- [GIVEN PASSAGE]
»»

The Recensional Nature of the Alexandrian Text-Type: A Response to Selected Criticisms of the Byzantine-Priority Theory -- By: Maurice A. Robinson

Journal: Faith and Mission
Volume: FM 11:1 (Fall 1993)
Article: The Recensional Nature of the Alexandrian Text-Type: A Response to Selected Criticisms of the Byzantine-Priority Theory
Author: Maurice A. Robinson


The Recensional Nature of the Alexandrian Text-Type:
A Response to Selected Criticisms
of the Byzantine-Priority Theory

Maurice A. Robinson

Professor of New Testament
Southeastern Baptist Theological Seminary
Wake Forest, North Carolina 27588

Many years have passed since the publication of the first edition of Wilbur Pickering’s The Identity of the New Testament Text.1 Over seventeen years have passed since the first publication of The Greek New Testament according to the Majority Text, edited by Zane Hodges and Arthur Farstad.2 Over six years have passed since the publication of The New Testament in the Original Greek according to the Byzantine/Majority Textform, edited by the present writer and William Pierpont.3

During the intervening years, numerous critiques have been made of the Byzantine-priority (or “Majority Text”) theory as espoused by its varied partisans.4 A recent critique was presented by Daniel Wallace at the November 1993 ETS Annual Meeting.5 To the present writer’s knowledge, not one of these critiques have deterred pro-Byzantine (or “Majority Text”) adherents from their advocacy of what to most scholars must appear a wholly untenable position.

««

- [RAW RECORDS]
»»

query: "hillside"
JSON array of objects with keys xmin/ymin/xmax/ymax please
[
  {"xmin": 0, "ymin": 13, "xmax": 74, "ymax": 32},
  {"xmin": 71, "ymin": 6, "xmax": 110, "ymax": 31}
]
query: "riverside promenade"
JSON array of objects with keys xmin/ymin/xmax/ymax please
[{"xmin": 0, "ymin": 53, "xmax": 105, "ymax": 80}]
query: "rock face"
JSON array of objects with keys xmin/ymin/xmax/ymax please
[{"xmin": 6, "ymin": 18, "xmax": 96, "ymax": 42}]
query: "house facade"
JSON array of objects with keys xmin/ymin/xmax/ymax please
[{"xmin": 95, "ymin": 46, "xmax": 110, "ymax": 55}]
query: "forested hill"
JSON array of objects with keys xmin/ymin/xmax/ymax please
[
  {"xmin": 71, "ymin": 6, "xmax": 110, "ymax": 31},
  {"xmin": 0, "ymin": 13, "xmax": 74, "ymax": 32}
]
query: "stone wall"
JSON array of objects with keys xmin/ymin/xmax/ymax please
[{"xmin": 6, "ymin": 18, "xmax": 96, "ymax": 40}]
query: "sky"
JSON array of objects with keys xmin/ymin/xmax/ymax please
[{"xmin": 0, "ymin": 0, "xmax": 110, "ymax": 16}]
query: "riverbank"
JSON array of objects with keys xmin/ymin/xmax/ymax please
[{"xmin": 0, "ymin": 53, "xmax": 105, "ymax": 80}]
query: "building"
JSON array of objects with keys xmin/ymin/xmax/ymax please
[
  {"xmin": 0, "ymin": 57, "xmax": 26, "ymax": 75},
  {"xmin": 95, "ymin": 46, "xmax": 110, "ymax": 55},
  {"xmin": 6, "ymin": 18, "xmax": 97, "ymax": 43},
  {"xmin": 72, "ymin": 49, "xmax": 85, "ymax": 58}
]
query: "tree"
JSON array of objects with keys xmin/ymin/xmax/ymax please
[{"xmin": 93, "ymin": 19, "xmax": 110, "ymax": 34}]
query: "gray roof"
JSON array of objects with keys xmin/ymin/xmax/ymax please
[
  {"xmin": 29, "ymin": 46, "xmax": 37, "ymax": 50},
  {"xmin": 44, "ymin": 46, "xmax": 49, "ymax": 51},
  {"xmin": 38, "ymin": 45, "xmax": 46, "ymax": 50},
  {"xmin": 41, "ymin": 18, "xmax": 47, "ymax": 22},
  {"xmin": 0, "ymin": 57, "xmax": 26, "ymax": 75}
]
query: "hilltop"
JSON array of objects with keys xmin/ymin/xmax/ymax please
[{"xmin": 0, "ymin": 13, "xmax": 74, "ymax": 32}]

««

- [SET PROBLEM] In the article on the recensional nature of the Alexandrian text-type, who edited The Greek New Testament according to the Majority Text?

- [THE RESPONSE] Zane Hodges and Arthur Farstad